▸ Study text
▬▬▬▬▬▬▬▬▬▬

Over the course of the last City fiscal year (FY 2014), more than 116,000 different homeless men, women, and children slept in the New York City municipal shelter system. This includes nearly 42,000 different homeless New York City children.
At the same time there are countless street people not in any homeless shelter at all.
“Each night thousands of unsheltered homeless people sleep on New York City streets, in the subway system, and in other public spaces. There is no accurate measurement of New York City’s unsheltered homeless population, and recent City surveys significantly underestimate the number of unsheltered homeless New Yorkers.”
Homelessness in NYC is now 69% higher than it was ten years ago and families comprise nearly four-fifths of the homeless shelter population.
The hairdresser in the salon said that “apparently” many homeless people are afraid to go to the shelters because they are worried they will have their ‘freedom’ taken away by the bureaucracy. Many don’t want to be dragged into the system, registered and put on welfare or into rehab. The streets are in that sense safer.
As in other American cities, New York City’s unsheltered homeless population is concentrated in the central business district – that is, midtown Manhattan. Surveys show that nearly 60 percent of New York City’s unsheltered homeless population is in Manhattan.
Manhatten is located on Long Island and is one of the five boroughs of New York City. It has a population of over one point six million people and the median monthly rental is US$3,380 (i.e. $4361 AUD).
Affordable housing is being sacrificed for profiteering on capital gains in Australia as in America and the situation in New York City is particularly stark.
It is hard to imagine what happened with all these people when New York was hit by Hurricane Sandy in October 2012. Sandy was an intense, unexpected, off the charts weather event that caught the attention of the world as an all-too-real demonstration of the future trajectory of dangerous weather events exacerbated by dangerous climate change. The death toll amongst the invisible homeless population is of course unknown. One report * says Sandy was responsible for a further fifty thousand ‘new homeless’ people. To understand the impact, those who were most impacted and the aftermath, this New York Women’s Foundation report is worth a read.
(Screenshot photograph attributed to New York Magazine)
Now in May 2015 the after effects of this hurricane hitting New York City with such disastrous effects were still evident. The subway system, parts of which were out of commission for weeks, is still be rebuilt at enormous cost and with seemingly little appreciation for next time. As George Marshall’s book Don’t Even think About It – Why we are hard-wired not to understand climate change – clearly explains the people who have been through a disaster of such magnitude are, in general, the last ones to be able to contemplate such a thing happening again. People who have been burnt out by fire or washed away by flood are often quick to rebuild in exactly the same place and exactly the same way. It’s too awful to think about it happening again. It’s beyond the coping capacity of many of us humans.

▬▬▬▬▬▬▬▬▬▬

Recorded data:
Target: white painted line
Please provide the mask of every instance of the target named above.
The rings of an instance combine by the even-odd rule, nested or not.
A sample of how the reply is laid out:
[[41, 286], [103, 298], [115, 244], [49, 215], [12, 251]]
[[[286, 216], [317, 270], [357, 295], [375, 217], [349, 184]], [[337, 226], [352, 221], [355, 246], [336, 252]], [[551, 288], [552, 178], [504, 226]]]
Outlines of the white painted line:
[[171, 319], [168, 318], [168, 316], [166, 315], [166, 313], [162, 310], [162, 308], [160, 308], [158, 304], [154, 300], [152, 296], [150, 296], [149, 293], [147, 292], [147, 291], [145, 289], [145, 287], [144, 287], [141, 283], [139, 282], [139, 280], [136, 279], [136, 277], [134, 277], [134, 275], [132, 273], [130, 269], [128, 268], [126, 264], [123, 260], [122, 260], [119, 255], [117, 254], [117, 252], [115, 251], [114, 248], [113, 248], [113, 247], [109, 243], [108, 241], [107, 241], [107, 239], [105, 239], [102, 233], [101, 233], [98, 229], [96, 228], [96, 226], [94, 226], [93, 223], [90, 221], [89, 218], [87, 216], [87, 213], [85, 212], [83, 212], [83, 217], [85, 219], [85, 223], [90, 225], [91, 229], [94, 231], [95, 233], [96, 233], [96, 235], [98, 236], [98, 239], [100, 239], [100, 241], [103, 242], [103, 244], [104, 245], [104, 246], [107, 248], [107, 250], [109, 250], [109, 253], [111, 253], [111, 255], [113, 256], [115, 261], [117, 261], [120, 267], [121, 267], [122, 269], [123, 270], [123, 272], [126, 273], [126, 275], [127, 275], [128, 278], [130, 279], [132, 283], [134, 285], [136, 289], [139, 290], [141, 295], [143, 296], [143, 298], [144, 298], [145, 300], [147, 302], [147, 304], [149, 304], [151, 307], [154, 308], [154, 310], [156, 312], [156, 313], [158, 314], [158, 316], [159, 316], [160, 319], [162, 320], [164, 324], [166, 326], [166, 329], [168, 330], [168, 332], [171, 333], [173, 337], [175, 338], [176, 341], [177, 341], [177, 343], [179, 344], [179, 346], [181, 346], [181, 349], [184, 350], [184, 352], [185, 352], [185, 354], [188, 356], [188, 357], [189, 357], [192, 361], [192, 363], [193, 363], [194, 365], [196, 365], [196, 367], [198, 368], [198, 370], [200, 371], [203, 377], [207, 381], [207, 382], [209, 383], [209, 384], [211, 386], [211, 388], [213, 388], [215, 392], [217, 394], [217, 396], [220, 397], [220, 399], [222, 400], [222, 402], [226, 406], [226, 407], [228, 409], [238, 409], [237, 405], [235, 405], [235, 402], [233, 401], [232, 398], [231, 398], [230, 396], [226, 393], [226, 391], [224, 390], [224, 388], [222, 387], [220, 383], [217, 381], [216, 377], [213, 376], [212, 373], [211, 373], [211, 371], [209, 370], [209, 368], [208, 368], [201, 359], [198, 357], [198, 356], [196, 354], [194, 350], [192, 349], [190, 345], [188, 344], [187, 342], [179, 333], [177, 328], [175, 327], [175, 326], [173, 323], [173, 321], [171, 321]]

▬▬▬▬▬▬▬▬▬▬

▸ Task set
a) Please summarize the text on homelessness in New York City in two sentences.
b) Extend the text on homelessness in New York City, picking up after its last sentence.

▸ Answers for the tasks
a) In FY 2014, more than 116,000 different homeless people slept in New York City's municipal shelter system, including nearly 42,000 children. Countless others sleep unsheltered, nearly 60 percent of them in Manhattan, and homelessness in the city is 69% higher than ten years ago, with families making up nearly four-fifths of the shelter population.

b)
It is heartening to think about how Sandy not only helped to create a sense of community but how homeless people, who had experience as “shelter guests”, took initiative and were able to help people who never expected to be homeless. Some were hailed as heroes.
Another perhaps not so surprising aspect of Hurricane sandy hearing and reading stories of how homeless people stepped up in that crisis. It was heart warming. The street people new their city and many of them were able to empathise and relate to their fellow New Yorkers who were suddenly displaced and needing shelter and services and real assistance to survive.
Another face of human resilience.
In Australia … http://www.homeground.org.au/hometruths/
The last census recorded that over 105,000 people were homeless. Of this figure around 20,000 people were sleeping on the streets or in a makeshift shelter. The remaining 85,000 were sleeping in rooming houses, crisis accommodation or sleeping on the floors or couches of friends.
The Universal Declaration of Human Rights states in Article 25 that
• (1) Everyone has the right to a standard of living adequate for the health and well-being of himself and of his family, including food, clothing, housing and medical care and necessary social services, and the right to security in the event of unemployment, sickness, disability, widowhood, old age or other lack of livelihood in circumstances beyond his control.
• (2) Motherhood and childhood are entitled to special care and assistance. All children, whether born in or out of wedlock, shall enjoy the same social protection.
“Cohousing has arrived in New York City.
New York City Cohousing group was founded by new yorkers who desire a greater sense of community and are dedicated to creating ‘village living’ within the city”.
The Memorial Day long weekend got in the way of meeting the contact person, Patrick, there but he was present at the Cohousing Conference in Durham, North Carolina.